An even greater breakthrough in hypersonic technology was made by the Baranov Central Institute of Aviation Motor Development. Here, in 1979, engineers began work on the Kholod – an experimental scramjet design project using cryogenic technologies. Using a modified anti-aircraft missile from the S-200 air defense system, engineers created a flying laboratory. That project reached its best results in 1998, reaching a sustained speed of Mach 6.5.
The program's Kholod-2 follow-up, which developers created to reach top speeds to Mach 14, was scrapped in the late 1990s, again due to lack of funds. Its priceless documentation was sold to the US.
It was at this time that the Russian-US "friendship for the ages," including the sharing of Russian secrets to the US defense industry, was concluded, the journalist wrote. The two countries went their separate ways, with the US creating three separate programs, two of them to create unpowered gliders which accelerate to hypersonic speeds during their descent into the atmosphere from suborbital flight.
Perhaps the best known US project is the Boeing X-51 WaveRider, an air-launched scramjet aircraft which began testing in 2010, and which has an estimated maximum speed of Mach 5.1 and a range of 740 km.
The Pentagon refers to the X-51 a cruise missile prototype, but according to Tuchkov, this is a bit of a stretch. The journalist recalled that "the main goal of the project is reaching the stable operation of this highly capricious scramjet system." Tests of the X-51 have been carried out with seemingly random success. Where some test prototypes end up landing in their designated target areas, others explode shortly after takeoff, or radically change course in mid-air, forcing engineers to destroy them remotely.
In the case of Russia, the expert noted that here the 3M22 Zircon maneuverable supersonic anti-ship cruise missile is already in the testing phase, and expected to begin deployment aboard Navy ships sometime between 2018 and 2020. Speeding up to Mach 8, the Zircon has an estimated range of between 500-1000 km. Development of an air-launched version of the weapon has been rumored.
* * * * *
▸ **What you need to do**
How would the article above on Russian and US hypersonic missile programs continue? Write the next part, picking up after its final sentence.
* * * * *
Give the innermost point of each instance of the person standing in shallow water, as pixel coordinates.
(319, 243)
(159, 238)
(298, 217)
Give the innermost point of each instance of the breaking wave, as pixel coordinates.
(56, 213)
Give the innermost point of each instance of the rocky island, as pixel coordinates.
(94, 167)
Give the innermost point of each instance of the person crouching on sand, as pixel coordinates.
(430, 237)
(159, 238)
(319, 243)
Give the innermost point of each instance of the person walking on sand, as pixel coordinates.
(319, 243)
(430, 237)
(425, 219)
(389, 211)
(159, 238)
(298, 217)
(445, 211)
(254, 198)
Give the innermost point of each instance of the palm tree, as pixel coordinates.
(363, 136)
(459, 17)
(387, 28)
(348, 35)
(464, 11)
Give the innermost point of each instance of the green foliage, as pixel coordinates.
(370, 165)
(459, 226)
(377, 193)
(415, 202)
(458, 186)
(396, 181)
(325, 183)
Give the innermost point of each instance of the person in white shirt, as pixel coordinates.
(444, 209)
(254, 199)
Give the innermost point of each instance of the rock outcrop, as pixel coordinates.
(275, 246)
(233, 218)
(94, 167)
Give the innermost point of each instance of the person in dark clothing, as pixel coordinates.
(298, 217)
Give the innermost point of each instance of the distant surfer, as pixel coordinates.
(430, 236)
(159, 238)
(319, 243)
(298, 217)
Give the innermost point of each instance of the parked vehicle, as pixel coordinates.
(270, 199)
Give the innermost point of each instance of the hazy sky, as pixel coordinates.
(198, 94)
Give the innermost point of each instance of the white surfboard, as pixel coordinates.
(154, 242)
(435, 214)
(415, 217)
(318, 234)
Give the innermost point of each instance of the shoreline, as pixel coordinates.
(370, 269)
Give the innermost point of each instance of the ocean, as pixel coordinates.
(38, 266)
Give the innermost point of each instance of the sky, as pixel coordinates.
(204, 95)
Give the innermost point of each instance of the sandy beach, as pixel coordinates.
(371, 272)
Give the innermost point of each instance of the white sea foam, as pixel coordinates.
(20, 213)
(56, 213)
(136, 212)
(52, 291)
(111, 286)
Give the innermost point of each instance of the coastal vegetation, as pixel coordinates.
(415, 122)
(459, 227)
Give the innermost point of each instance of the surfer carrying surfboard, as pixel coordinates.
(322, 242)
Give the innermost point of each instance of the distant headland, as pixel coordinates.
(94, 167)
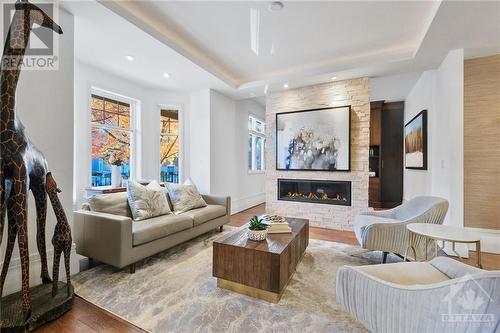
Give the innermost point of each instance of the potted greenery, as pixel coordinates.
(257, 229)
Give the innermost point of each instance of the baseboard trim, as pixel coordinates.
(241, 204)
(13, 280)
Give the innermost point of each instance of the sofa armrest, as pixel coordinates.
(218, 200)
(102, 236)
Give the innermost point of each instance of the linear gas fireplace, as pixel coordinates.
(316, 191)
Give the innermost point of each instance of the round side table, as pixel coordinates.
(445, 233)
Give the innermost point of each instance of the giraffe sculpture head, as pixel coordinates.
(31, 15)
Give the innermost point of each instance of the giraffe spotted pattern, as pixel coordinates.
(22, 166)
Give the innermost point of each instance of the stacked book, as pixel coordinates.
(277, 224)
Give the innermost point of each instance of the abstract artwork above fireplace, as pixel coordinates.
(315, 191)
(316, 139)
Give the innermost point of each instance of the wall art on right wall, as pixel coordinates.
(416, 142)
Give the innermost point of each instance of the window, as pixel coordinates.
(169, 146)
(256, 140)
(112, 131)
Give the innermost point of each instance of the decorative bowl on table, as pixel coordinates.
(257, 229)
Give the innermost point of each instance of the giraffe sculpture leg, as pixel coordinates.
(55, 270)
(18, 212)
(67, 253)
(38, 190)
(11, 240)
(2, 207)
(62, 236)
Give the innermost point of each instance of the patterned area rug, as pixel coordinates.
(174, 291)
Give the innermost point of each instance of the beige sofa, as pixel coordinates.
(117, 240)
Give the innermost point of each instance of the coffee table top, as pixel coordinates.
(274, 243)
(444, 232)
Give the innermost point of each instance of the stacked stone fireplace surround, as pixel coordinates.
(355, 93)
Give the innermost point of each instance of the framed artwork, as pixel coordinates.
(416, 142)
(314, 140)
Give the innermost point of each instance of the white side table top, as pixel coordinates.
(444, 232)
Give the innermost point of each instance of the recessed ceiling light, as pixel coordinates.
(276, 6)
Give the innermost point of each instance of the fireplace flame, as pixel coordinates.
(314, 196)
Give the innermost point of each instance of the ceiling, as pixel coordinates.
(245, 50)
(103, 39)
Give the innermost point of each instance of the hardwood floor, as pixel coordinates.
(88, 318)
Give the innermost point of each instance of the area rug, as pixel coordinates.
(174, 291)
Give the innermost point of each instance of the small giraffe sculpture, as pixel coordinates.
(62, 236)
(16, 164)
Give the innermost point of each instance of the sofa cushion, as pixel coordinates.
(184, 197)
(159, 227)
(406, 273)
(204, 214)
(113, 203)
(147, 201)
(362, 221)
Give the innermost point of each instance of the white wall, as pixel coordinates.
(87, 77)
(44, 103)
(392, 88)
(218, 143)
(440, 91)
(199, 139)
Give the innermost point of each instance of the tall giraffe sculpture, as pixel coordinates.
(18, 157)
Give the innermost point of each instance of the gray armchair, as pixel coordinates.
(442, 296)
(386, 230)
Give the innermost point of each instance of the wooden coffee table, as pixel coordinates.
(259, 269)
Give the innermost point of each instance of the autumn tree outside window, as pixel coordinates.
(112, 131)
(169, 146)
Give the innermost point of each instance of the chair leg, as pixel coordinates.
(384, 257)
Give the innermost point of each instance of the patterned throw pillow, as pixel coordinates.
(147, 201)
(184, 197)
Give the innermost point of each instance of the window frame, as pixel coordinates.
(254, 134)
(134, 106)
(180, 136)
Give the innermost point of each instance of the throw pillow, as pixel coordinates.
(147, 201)
(113, 203)
(184, 197)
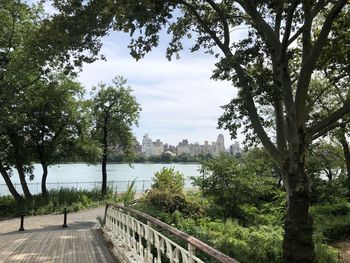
* * * * *
▸ **Your response**
Meanwhile, the US also has two other projects, not based on a scramjet, but also intended to speed up to hypersonic speeds after being launched from near space. These are the Advanced Hypersonic Weapon (AHW) and the DARPA Falcon Project. The former continues its sluggish development, while the latter is believed to have been closed down.
AHW's single successful start in late 2011 saw it reach speeds of Mach 8, although the flight was not maneuverable. A second test in August 2014 ended in failure due to an anomaly in the launch vehicle. Based on publically available information, both projects carry a research nature, and again aren't tied to the creation of specific hypersonic weapons systems.
Meanwhile, in Russia, together with the Zircon, testing of Object 4202, a warhead delivery system developed by NPO Mashinostroyenia, has been underway since 2004. According to various sources, between five and seven test launches have taken place.
Object 4202 is assumed to be faster than the Zircon, various estimates putting its speed between Mach 7 and Mach 12. According to Tuchkov, "each Sarmat missile will be able to launch up to three Object 4202 warheads. Like Zircon, their flight is maneuverable with the help of aerodynamic steering controls at low altitudes, making them difficult to detect by radar. The system has an added layer of stealthiness thanks to a covering of plasma which absorbs radar station signals, preventing their reflection."
"Thus it can be said that work on the creation of Russian and US hypersonic weapons is at varying stages. In Russia, full scale, pre-service trials are underway. In the US, all they have so far is research. Some experts believe the US it at least seven years behind. And this is the real reason why talk has begun about the need to clip Russia's wings" via 'international regulations', Tuchkov concluded.